> [Work instructions]
Rewrite the stretch of the Go hotword detection tutorial from "If the execution" through "credit card details.", putting "registration page" in place of "sign-up page".

> [Passage provided]
How to Do Hotword Detection with Streaming Speech-to-Text and Go

If you've ever wanted to create a personal AI assistant like Siri or Alexa, the first step is to figure out how to trigger the AI using a specific word or phrase (also known as a hotword). All of the prevalent AI systems use a similar approach; for Alexa, the hotword is "Alexa," and for Siri, the hotword is "Hey Siri."

In this tutorial, you'll learn how to implement a hotword detection system using AssemblyAI's Streaming Speech-to-Text API. In homage to Iron Man, the assistant in the example is called Jarvis, but you're welcome to name it whatever you want. This tutorial uses the AssemblyAI Go SDK, but if Go isn't your preferred language, you're welcome to use any other supported programming languages.

Before you start

To complete this tutorial, you'll need:

Go installed
PortAudio installed

Set up your environment

You'll use the Go bindings of PortAudio to get raw audio data from your microphone and the AssemblyAI Go SDK to interface with AssemblyAI.

Let's start by creating a new Go project and setting up all of the required dependencies. To do so, navigate to your preferred directory and run the following commands:

mkdir jarvis
cd jarvis
go mod init jarvis
go get github.com/gordonklaus/portaudio
go get github.com/AssemblyAI/assemblyai-go-sdk

If the execution is successful, you should end up with the following directory structure:

jarvis
├── go.mod
└── go.sum

Next up, you'll need an AssemblyAI API key.

Create an AssemblyAI account

To get an API key, you first need to create an AssemblyAI account. Go to the sign-up page and fill out the form to get started.

Once your account is created, you need to set up billing details. Streaming Speech-to-Text is among a few selected APIs that aren't available on the free plan. You can set up billing by going to Billing and providing valid credit card details.

Next, go to the dashboard and take note of your API key, as you'll need it in the next step:

Record the raw audio data

With the dependencies set up and the API key in hand, you're ready to start implementing the core logic of your personal AI assistant. The first step is to figure out how to get raw audio data from the microphone. As mentioned earlier, you'll be using the Go bindings of the well-known PortAudio I/O library, which makes it easy to get raw data and manipulate low-level options like the sampling rate and the number of frames per buffer. This is important, as AssemblyAI is sensitive to these options and might generate an inaccurate transcript if they aren't set correctly.

> [Dataset section]
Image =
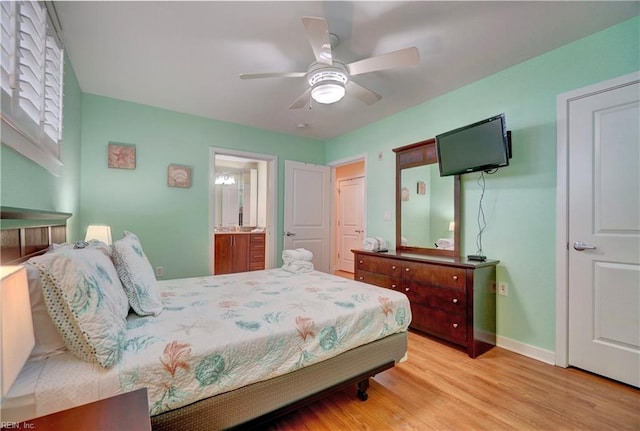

> [Written answer]
If the execution is successful, you should end up with the following directory structure:

jarvis
├── go.mod
└── go.sum

Next up, you'll need an AssemblyAI API key.

Create an AssemblyAI account

To get an API key, you first need to create an AssemblyAI account. Go to the registration page and fill out the form to get started.

Once your account is created, you need to set up billing details. Streaming Speech-to-Text is among a few selected APIs that aren't available on the free plan. You can set up billing by going to Billing and providing valid credit card details.